▶ [STATED GOAL]: Display each line of the data below that contains the string "foliage". Matching is case-sensitive.

▶ [DATASET RECORDS]:
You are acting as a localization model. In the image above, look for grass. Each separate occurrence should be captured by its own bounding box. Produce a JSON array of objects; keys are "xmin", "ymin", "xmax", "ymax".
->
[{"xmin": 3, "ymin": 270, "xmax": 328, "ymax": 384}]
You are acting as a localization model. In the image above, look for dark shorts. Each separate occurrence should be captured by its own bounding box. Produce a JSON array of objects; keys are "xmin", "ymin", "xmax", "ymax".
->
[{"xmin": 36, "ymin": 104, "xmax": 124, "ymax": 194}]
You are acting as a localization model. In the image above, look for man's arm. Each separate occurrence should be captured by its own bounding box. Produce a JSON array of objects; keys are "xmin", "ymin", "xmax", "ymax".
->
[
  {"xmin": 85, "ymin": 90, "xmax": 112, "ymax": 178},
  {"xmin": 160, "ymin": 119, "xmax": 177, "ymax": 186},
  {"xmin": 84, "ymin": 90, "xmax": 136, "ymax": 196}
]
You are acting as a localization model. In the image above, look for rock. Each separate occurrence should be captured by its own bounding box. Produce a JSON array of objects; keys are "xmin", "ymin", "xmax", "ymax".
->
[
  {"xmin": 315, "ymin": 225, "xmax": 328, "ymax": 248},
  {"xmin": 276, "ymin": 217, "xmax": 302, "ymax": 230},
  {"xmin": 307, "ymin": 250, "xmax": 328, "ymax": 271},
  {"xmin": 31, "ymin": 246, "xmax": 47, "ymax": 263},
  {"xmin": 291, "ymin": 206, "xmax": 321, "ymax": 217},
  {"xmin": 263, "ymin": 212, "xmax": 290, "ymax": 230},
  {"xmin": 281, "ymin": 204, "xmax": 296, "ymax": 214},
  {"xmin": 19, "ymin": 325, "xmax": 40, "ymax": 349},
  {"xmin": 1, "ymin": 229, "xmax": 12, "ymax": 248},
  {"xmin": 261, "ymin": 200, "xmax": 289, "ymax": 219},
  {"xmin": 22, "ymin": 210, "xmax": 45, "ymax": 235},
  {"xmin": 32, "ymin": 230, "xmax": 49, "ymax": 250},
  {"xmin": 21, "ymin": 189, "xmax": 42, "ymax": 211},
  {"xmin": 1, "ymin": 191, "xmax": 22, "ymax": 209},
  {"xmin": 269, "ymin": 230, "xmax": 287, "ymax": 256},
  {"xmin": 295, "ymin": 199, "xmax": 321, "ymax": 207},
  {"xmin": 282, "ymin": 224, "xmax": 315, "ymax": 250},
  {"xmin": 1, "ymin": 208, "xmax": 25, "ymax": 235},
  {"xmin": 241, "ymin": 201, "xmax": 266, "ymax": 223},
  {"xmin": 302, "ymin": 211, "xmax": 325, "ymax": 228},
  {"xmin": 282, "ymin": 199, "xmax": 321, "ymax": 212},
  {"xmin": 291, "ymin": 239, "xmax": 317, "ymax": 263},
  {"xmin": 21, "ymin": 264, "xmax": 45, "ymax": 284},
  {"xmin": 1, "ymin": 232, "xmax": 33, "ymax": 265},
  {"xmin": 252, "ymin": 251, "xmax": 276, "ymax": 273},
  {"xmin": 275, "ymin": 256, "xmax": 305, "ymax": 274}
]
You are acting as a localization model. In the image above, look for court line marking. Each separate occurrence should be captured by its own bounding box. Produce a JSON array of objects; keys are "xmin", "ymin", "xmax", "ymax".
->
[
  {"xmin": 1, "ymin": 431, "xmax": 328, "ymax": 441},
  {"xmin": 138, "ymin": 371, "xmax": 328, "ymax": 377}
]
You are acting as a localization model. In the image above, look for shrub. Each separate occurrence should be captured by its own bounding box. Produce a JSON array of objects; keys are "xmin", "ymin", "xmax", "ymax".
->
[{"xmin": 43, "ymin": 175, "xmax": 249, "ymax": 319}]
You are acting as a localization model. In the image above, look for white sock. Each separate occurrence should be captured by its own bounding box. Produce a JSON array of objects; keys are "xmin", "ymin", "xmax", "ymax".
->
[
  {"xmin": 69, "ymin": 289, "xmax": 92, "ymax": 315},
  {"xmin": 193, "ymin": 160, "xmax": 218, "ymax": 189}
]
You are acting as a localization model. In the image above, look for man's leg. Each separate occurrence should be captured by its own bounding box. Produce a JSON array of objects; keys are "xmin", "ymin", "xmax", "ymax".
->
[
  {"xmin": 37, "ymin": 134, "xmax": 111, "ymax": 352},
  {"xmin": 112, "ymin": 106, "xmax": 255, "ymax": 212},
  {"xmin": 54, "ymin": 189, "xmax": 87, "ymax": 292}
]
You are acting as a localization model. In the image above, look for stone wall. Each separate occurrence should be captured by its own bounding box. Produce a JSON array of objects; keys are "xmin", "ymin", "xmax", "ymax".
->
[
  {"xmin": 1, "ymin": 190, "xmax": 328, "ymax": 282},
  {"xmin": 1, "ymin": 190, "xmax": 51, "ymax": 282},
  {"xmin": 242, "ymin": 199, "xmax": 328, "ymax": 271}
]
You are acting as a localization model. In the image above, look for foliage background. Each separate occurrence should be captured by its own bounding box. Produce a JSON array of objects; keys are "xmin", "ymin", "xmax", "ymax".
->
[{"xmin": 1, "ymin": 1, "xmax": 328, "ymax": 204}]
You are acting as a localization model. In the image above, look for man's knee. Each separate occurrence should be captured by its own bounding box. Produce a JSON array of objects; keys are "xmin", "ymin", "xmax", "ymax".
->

▶ [SOLUTION TO THIS EXERCISE]:
You are acting as a localization model. In the image above, look for foliage background. Each separate occurrence should be captured by its own bounding box. Produce a JSON array of objects; keys are "xmin", "ymin", "xmax", "ymax".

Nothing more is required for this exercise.